- **STATED GOAL**:
Rewrite the listing from its start through the line containing "219, 58, 289, 87", inclusive, replacing "forehead" with "chin" and leaving everything else unchanged.

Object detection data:
__________

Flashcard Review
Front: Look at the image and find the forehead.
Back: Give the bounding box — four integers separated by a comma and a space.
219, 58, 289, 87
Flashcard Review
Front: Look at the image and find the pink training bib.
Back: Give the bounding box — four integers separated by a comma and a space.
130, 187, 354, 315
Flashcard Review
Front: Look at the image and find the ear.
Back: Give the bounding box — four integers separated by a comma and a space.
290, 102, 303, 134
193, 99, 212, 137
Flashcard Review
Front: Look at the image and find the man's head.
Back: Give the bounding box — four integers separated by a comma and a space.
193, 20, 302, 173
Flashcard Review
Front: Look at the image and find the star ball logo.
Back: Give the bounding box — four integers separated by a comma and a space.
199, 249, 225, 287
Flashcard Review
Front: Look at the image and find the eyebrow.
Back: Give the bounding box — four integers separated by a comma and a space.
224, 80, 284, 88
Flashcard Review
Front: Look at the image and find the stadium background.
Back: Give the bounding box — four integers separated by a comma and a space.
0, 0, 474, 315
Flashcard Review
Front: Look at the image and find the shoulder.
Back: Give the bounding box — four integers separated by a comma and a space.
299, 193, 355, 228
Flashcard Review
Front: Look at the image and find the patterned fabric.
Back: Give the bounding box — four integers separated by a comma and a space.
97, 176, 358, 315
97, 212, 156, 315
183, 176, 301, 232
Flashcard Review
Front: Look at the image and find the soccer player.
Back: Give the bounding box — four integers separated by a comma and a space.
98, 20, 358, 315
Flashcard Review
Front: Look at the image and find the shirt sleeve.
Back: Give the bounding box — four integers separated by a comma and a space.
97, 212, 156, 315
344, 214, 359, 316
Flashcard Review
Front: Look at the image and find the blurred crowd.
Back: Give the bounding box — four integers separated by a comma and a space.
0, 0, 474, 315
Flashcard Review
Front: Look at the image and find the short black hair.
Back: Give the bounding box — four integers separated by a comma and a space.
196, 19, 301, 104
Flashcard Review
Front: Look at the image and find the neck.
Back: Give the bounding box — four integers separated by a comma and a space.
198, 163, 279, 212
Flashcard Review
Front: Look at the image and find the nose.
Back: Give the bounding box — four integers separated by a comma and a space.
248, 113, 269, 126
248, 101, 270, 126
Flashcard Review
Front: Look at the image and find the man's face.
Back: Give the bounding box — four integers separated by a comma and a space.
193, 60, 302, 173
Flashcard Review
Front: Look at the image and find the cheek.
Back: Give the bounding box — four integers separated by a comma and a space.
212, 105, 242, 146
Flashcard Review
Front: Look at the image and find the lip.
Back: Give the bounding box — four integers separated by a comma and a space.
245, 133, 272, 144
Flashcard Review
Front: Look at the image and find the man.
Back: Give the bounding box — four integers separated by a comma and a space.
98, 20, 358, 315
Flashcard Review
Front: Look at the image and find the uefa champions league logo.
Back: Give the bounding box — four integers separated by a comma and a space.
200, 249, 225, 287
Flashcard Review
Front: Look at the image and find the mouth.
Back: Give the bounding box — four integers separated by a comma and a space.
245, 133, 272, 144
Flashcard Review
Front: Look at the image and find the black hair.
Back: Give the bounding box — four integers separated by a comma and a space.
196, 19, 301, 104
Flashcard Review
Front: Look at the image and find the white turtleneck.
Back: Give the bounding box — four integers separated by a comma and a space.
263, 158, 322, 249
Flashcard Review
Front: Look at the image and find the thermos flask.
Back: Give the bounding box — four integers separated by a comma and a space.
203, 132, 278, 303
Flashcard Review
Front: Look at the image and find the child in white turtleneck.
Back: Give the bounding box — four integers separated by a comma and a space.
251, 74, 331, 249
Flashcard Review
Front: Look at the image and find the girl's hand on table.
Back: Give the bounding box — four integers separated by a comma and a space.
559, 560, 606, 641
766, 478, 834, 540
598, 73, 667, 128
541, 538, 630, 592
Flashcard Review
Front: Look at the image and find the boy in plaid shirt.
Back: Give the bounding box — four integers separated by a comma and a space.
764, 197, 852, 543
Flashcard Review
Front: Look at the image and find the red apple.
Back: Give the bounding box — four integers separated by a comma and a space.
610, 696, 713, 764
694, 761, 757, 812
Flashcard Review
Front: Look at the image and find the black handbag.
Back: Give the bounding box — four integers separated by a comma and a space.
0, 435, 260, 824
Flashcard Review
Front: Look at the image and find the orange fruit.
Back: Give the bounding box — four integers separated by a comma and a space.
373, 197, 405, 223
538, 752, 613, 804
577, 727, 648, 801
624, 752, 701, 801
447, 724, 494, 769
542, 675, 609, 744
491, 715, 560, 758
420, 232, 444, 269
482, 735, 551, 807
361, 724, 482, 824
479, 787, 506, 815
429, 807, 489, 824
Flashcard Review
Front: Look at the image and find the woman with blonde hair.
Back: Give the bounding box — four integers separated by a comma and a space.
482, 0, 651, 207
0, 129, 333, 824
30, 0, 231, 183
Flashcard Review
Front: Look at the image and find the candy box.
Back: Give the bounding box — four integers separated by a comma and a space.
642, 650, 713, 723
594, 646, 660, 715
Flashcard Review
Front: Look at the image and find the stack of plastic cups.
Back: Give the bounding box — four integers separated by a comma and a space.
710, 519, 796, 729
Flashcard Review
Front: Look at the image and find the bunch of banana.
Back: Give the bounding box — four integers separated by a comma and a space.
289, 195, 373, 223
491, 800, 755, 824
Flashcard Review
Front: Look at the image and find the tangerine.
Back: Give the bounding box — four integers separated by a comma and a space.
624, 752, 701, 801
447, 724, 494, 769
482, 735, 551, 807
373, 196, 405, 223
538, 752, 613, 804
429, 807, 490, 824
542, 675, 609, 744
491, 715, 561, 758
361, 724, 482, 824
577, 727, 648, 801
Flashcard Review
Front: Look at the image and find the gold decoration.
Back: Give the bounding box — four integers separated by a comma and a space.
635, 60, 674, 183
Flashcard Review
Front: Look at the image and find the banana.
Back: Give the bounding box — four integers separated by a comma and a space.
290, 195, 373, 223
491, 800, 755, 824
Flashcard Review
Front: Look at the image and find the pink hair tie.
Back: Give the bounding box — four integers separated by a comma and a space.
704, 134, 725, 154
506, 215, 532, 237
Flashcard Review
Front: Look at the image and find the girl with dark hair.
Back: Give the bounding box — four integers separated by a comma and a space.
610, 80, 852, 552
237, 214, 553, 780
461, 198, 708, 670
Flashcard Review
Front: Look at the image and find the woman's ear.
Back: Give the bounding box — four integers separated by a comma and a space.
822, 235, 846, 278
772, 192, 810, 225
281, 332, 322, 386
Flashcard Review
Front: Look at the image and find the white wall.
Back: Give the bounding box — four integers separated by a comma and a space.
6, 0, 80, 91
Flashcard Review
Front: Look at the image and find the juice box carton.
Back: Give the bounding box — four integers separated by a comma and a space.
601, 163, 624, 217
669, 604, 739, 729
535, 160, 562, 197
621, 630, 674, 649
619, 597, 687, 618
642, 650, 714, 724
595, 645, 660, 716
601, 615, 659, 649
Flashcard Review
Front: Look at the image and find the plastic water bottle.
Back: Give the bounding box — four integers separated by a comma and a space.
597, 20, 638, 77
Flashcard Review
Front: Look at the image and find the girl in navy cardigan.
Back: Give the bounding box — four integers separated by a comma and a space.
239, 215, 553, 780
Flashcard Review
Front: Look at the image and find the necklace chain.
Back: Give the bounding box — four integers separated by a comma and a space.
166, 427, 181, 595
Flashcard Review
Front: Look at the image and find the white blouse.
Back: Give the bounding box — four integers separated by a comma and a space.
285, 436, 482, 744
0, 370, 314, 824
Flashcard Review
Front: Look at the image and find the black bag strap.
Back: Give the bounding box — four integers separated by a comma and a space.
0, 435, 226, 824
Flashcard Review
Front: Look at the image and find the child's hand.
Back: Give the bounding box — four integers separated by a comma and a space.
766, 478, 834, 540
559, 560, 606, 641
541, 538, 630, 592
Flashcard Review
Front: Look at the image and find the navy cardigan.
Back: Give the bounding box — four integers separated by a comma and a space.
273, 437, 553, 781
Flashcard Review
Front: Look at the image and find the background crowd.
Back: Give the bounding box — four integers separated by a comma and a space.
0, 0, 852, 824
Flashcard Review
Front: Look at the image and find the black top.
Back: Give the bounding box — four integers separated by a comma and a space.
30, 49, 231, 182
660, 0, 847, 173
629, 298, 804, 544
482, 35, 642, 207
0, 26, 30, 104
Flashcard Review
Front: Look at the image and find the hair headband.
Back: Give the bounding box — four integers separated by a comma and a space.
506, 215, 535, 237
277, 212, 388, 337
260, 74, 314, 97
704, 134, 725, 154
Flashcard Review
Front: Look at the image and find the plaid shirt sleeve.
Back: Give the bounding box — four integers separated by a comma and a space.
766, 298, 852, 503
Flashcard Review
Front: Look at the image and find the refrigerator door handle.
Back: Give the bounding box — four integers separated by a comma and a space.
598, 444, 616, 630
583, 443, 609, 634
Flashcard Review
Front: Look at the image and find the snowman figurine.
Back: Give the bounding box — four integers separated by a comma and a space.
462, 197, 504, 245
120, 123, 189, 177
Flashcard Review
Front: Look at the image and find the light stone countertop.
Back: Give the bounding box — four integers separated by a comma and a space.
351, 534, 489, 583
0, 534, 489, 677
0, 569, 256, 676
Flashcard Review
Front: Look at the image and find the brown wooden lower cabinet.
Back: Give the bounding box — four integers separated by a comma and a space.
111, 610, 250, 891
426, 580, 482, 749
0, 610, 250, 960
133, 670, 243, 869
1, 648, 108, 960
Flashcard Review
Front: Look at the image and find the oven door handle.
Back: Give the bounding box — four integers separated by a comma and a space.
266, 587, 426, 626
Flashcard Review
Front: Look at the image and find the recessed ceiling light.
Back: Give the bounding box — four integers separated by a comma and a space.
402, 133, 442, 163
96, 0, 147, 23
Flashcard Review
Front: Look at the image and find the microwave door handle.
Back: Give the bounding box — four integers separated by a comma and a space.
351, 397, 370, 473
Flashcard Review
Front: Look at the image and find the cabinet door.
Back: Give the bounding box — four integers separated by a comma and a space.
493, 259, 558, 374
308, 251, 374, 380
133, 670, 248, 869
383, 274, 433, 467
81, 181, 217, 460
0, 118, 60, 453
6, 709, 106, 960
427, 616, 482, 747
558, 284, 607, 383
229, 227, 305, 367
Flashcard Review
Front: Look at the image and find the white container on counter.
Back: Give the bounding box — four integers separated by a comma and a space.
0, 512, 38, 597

__________

- **THE RESULT**:
Flashcard Review
Front: Look at the image and find the chin.
Back: Give the bounding box — four integers separated by a comma and a space.
219, 58, 289, 87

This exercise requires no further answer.